SHORT TASK
Please put everything in the data below, from the line containing "Query: distant mountain range" down to the end of the data, into a JSON list of strings with one string per line. Leave out blank lines and the pictures.

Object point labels
┌──

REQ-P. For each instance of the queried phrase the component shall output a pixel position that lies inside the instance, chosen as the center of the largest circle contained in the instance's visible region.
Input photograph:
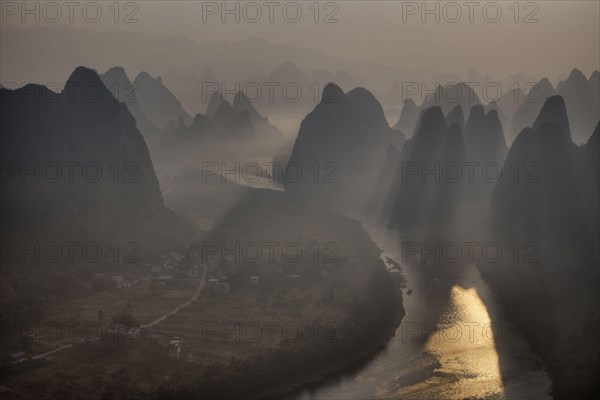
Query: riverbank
(352, 362)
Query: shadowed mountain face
(92, 166)
(510, 101)
(116, 80)
(340, 147)
(532, 104)
(408, 117)
(484, 136)
(553, 210)
(449, 96)
(159, 104)
(582, 105)
(457, 117)
(581, 100)
(554, 111)
(411, 199)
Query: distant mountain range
(110, 189)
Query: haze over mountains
(72, 130)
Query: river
(454, 342)
(454, 345)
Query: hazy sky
(566, 34)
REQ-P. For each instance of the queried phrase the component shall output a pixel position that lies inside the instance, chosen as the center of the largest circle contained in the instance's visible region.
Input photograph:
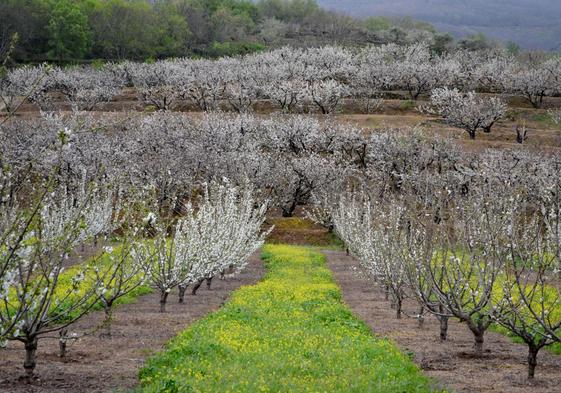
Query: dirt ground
(450, 364)
(104, 365)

└──

SOLUTION TO THE EXERCISE
[
  "Query: distant mountain range",
  "(110, 189)",
  "Query: haze over mountains",
  "(72, 130)",
  "Query: river",
  "(454, 342)",
  "(454, 345)",
  "Query: hazy sky",
  "(566, 34)",
  "REQ-P. For each instance of the queried phrase the component shall output a pixel position that lies inside the instance, chosen as the center of the largest circle contained in the instance's visible region.",
  "Input photograph:",
  "Query: dirt ground",
  "(450, 364)",
  "(104, 365)"
]